— Start of PROVIDED PASSAGE —

# 'Conjugation' and 'Declension': same translation?



## eno2

Hi,

As a result of my searches, in Pons and WR, I have to conclude that the Greek word κλίση refers to or is the translation of both conjugation and declension.
In case that is correct, do I have to conclude that Greek does not possess two different words for the conjugation of verbs and the declension of adjectives?

Edit: σύζευξη seems also to be 'conjugation'...(WR)


----------



## Helleno File

It's both. And κλίνω is the verb for conjugate _and_ decline. If you think about it there's no real need for different words as the context will always give the meaning.


----------



## Perseas

Υes. The noun is «κλίση» and the verb is «κλίνω» for both.
BTW, nouns, adjectives, articles & pronouns are called «πτωτικά», because they have «πτώσεις» (“falls”), compared to verbs, which haven’t.

I know σύζευξη as conjunction.

— End of PROVIDED PASSAGE —

GIVEN PROBLEM 1: Rewrite the entries starting with the line that contains "the stone church" and going on through the end of the entries, putting "central point" in place of "innermost point" and changing nothing else.

— Start of RAW DATA —

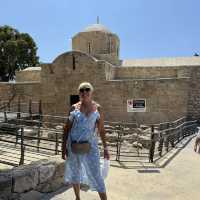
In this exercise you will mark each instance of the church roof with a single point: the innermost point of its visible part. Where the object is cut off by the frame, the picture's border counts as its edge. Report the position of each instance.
(162, 62)
(96, 27)
(32, 69)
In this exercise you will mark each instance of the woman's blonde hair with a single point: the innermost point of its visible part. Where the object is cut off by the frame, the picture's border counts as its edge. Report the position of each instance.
(86, 85)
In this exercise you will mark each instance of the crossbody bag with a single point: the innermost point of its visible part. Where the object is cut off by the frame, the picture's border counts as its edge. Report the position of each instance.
(80, 147)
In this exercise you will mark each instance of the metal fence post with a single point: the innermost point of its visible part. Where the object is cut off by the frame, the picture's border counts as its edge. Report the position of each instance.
(22, 147)
(152, 146)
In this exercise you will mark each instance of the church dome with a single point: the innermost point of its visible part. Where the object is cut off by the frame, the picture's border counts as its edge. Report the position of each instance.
(96, 27)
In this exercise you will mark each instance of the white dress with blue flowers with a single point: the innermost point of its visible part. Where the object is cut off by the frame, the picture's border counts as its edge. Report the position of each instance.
(84, 168)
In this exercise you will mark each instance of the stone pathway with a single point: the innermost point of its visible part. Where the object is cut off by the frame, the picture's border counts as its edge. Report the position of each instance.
(179, 179)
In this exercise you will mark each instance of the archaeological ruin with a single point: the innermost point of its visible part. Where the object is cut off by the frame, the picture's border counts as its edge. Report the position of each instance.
(134, 90)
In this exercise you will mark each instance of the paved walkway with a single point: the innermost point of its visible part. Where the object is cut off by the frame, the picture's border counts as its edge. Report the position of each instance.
(179, 179)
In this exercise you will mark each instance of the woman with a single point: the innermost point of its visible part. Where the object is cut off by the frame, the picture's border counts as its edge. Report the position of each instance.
(84, 168)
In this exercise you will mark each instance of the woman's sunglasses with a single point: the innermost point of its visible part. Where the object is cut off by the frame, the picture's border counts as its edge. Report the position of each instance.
(84, 89)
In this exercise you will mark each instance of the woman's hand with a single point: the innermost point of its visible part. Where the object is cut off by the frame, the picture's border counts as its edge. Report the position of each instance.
(106, 154)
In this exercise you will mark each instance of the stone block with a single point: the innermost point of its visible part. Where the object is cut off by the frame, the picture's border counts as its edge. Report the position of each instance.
(25, 179)
(46, 172)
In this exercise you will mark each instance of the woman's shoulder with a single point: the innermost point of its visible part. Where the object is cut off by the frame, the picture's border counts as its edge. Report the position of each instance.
(97, 106)
(76, 106)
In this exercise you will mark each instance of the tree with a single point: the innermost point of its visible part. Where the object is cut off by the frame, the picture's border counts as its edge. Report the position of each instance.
(17, 52)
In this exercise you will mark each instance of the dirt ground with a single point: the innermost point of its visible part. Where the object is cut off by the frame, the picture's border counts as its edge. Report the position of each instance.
(175, 177)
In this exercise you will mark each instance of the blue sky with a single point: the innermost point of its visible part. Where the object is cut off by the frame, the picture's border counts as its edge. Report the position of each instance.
(146, 28)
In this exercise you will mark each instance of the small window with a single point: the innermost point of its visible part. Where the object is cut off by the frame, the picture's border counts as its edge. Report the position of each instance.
(73, 62)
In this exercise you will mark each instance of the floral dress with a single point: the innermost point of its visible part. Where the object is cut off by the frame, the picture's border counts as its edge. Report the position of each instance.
(84, 168)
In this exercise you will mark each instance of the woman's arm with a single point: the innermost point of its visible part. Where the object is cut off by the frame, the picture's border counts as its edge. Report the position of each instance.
(101, 129)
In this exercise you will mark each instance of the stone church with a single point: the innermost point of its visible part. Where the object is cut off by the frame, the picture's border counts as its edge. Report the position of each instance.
(133, 90)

— End of RAW DATA —

GIVEN PROBLEM 2: Reproduce part of the forum thread word for word, starting with "As a result" and going on through "to be 'conjugation'...(WR)".

COMPLETE OUTPUT 1:
In this exercise you will mark each instance of the stone church with a single point: the central point of its visible part. Where the object is cut off by the frame, the picture's border counts as its edge. Report the position of each instance.
(133, 90)

COMPLETE OUTPUT 2:
As a result of my searches, in Pons and WR, I have to conclude that the Greek word κλίση refers to or is the translation of both conjugation and declension.
In case that is correct, do I have to conclude that Greek does not possess two different words for the conjugation of verbs and the declension of adjectives?

Edit: σύζευξη seems also to be 'conjugation'...(WR)